Items from a dataset
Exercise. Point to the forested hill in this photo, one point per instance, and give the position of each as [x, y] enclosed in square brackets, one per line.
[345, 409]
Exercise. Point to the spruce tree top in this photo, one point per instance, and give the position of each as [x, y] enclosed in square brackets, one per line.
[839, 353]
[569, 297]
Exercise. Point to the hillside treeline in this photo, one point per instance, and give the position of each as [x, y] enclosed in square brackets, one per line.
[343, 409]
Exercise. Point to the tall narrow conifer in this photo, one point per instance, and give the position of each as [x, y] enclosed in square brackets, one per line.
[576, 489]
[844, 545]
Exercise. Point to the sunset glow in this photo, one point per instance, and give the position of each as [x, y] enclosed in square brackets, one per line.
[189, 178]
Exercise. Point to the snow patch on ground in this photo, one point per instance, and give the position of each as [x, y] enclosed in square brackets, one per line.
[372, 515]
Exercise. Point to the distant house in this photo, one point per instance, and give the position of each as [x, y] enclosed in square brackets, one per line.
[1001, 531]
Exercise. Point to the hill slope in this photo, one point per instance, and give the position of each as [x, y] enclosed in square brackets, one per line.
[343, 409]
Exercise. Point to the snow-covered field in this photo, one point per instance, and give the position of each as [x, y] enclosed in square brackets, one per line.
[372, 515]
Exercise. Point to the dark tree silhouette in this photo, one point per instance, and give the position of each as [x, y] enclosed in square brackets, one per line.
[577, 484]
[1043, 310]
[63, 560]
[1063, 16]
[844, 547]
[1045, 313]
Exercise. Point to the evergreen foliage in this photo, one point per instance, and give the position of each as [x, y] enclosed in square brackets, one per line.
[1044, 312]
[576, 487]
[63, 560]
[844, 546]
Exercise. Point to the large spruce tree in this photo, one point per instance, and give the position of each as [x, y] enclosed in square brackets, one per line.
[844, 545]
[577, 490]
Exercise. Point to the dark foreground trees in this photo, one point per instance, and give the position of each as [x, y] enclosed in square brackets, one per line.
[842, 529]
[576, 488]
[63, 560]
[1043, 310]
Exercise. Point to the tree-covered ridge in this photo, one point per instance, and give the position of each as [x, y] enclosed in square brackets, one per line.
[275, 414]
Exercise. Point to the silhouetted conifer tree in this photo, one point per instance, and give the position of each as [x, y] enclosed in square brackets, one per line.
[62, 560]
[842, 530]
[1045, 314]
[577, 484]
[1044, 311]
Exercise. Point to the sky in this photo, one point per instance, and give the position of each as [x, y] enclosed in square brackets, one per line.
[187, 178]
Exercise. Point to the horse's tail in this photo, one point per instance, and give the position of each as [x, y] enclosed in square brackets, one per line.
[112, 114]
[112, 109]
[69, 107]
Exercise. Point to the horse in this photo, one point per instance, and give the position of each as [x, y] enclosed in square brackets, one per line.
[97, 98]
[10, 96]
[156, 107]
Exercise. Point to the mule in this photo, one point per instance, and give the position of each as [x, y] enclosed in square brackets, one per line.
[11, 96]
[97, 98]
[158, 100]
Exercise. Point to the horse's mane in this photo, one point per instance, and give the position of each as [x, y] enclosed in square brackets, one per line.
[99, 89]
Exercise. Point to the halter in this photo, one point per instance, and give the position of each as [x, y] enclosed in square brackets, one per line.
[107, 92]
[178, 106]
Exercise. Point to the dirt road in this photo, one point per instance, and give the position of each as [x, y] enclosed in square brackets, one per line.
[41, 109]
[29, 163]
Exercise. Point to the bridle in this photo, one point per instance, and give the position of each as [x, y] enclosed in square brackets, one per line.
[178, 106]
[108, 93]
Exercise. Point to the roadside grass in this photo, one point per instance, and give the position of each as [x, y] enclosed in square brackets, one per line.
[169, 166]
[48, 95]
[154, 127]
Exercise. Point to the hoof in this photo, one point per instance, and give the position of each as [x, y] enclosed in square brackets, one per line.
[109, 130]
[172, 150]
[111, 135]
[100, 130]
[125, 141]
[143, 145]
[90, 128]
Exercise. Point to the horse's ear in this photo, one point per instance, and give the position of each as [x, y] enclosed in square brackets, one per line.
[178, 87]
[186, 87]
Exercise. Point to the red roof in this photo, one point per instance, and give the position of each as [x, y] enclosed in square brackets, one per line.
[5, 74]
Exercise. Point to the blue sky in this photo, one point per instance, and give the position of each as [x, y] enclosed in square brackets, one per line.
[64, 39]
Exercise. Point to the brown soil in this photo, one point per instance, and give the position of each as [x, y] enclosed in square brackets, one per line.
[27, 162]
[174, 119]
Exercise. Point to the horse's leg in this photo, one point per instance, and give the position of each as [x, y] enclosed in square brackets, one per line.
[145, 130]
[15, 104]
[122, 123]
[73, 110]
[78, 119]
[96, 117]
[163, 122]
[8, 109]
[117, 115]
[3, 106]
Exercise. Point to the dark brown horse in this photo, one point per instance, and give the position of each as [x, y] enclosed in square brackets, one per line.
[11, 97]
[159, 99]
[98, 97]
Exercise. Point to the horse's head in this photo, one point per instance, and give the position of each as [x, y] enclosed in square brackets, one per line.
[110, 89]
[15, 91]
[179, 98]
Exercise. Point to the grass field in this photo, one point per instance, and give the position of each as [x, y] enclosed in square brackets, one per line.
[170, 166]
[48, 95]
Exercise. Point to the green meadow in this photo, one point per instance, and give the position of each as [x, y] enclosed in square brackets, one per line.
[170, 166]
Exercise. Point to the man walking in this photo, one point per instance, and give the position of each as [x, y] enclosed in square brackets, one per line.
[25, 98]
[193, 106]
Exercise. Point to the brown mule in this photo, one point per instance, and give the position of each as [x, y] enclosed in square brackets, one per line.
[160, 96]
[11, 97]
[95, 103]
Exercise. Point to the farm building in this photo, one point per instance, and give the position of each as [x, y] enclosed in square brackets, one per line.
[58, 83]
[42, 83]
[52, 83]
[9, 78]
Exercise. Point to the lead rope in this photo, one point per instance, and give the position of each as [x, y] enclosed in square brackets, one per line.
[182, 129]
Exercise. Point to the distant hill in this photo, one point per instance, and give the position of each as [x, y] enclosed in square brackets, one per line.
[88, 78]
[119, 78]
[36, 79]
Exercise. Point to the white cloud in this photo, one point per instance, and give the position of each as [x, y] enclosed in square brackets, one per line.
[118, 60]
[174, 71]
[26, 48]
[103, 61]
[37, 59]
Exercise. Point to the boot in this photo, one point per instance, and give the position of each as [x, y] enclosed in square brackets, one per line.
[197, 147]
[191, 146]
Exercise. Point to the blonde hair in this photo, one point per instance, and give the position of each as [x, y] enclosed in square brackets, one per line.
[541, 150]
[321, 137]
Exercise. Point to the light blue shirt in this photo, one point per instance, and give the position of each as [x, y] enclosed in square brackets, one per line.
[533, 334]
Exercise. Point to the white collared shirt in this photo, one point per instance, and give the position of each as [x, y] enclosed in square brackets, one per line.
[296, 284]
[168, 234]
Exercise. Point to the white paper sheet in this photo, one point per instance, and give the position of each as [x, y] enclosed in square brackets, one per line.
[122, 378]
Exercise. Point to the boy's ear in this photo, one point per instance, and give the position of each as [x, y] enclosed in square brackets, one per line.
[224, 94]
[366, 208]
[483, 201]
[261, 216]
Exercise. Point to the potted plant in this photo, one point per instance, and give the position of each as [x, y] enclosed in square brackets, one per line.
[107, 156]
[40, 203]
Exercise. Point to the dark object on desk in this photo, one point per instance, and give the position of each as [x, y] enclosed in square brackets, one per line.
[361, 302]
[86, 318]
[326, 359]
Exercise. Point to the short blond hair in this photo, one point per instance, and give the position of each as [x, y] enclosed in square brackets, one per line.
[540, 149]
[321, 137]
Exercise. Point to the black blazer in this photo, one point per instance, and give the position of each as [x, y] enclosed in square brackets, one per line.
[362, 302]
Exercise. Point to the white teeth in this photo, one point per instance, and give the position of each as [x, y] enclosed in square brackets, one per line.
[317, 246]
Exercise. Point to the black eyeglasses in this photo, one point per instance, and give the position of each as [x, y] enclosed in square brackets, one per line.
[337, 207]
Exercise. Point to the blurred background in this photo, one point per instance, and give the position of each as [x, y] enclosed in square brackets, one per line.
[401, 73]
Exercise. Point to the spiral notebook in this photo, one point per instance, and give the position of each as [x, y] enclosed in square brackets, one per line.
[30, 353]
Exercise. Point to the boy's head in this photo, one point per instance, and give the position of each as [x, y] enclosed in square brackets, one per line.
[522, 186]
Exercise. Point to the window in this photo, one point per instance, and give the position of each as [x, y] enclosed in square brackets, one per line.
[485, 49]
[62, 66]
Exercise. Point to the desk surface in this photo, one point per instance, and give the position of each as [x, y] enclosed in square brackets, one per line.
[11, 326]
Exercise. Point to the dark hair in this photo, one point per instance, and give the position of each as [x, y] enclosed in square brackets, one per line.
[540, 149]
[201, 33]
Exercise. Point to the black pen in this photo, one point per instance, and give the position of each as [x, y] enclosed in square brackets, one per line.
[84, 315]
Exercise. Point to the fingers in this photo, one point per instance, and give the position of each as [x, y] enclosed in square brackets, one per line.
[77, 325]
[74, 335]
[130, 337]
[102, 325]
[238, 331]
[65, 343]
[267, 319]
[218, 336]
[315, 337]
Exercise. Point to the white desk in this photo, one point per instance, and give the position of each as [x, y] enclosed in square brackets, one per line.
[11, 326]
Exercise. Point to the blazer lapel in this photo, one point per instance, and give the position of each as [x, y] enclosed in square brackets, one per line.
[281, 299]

## WHAT IS NEEDED:
Would you output the lines from the one that contains "Exercise. Point to the blazer" to the end of the data, both ends included, exactly as they appear?

## TASK ANSWER:
Exercise. Point to the blazer lapel in this photo, one point per instance, and give the position of each as [x, y] enclosed in square brackets, one per line.
[281, 299]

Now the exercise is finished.